Fragmento seleccionado:
++++++++++++++++++++
Domingo.
23:40
Corría,
creo recordar, el mes de noviembre y atravesaba
yo la capitalina Plaza de Santa María cuando mi querido F. me abordó vía
WhatsApp para confesarme ciertas cuitas amorosas. Decidí contestarle con un
mensaje de voz. Aunque recién desayunado y con más energía que un perro en
celo, empecé a hablar, lo reconozco, algo dubitativo, pero sólo fue hasta que
recurrí al símil futbolístico. El entorno ilustre invitaba a hilar fino, como
así creo que hice. Me he sentido tentado de transcribir el mensaje original,
sin florituras añadidas, pero cabe esmerarse una vez más en practicar el
artificio. Qué es escribir sino embelesar.
Lo que
le pasaba a F. es que acababa de sumar un nuevo fracaso en su idealizada
búsqueda de su media naranja, algo que en las universidades deberían estudiar
bajo el nombre de "efecto Mosby". Para ahuyentar pensamientos
absurdos, básicamente pretendí hacer ver a mi amigo que la actitud ante la vida
lo es todo, yo, el ser más pesimista de cuantos habitan el planeta Tierra. Le
recordé cierta vez que N., él y yo salimos juntos en Jaén, en junio o julio del
año pasado, cuando no rondaban su cabeza ideas sobre el despecho y el desamor
dignas de alimentar guiones de sitcoms norteamericanas. "Ahí estabas tú
pletórico, ahí no había huevos", le indiqué, en un alarde de facundia.
++++++++++++++++++++
Información proporcionada:
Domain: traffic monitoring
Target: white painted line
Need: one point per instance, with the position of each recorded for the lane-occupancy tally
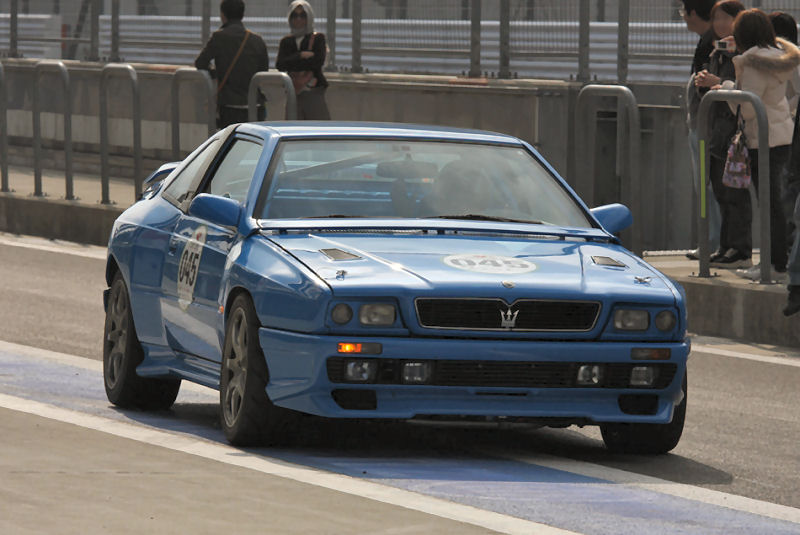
++++++++++++++++++++
Tarea planteada 1: Enumera todos los meses del año que aparecen en el fragmento seleccionado.
Tarea planteada 2:
Responde brevemente estas preguntas sobre el fragmento seleccionado:
(a) ¿Por qué medio abordó F. a quien narra?
(b) ¿Qué forma eligió quien narra para contestarle?
(c) ¿En qué ciudad salieron juntos N., F. y quien narra?
Tarea planteada 3: Retoma el texto sobre los desengaños amorosos de F. justo después de su última frase.

Resultado del ejercicio 1: noviembre, junio, julio

Resultado del ejercicio 2:
(a) Por WhatsApp.
(b) Un mensaje de voz.
(c) En Jaén.

Resultado del ejercicio 3:
"Hay que dejarse llevar, hay que afrontar el día a día con más... cómo te
digo yo... igual que Rodrygo controla el balón, con fluidez". Cariocas,
uno nacido en el 2000 y otro en 2001, extremos, apuestas de futuro,
incertidumbres. Son distintos, pero la comparación entre Vinicius y Rodrygo desde
que aterrizaron en Madrid es inevitable. Por entonces, la diferencia definitiva
entre ambos, para mí, estaba bastante clara y concernía a lo psicológico.
Vinicius representaba el paradigma del hombre preocupado. El miedo a los pitos,
el peso de los 45 o 50 kilos que costó, el conflicto entre ser fiel a uno mismo
y repetir lo que antes acabó en error aunque acabara en error o intentar algo
nuevo porque se supone que es lo más correcto, lo más lógico, dos conceptos
altamente inflamables. Y ya se sabe: quien juega con fuego, termina quemándose.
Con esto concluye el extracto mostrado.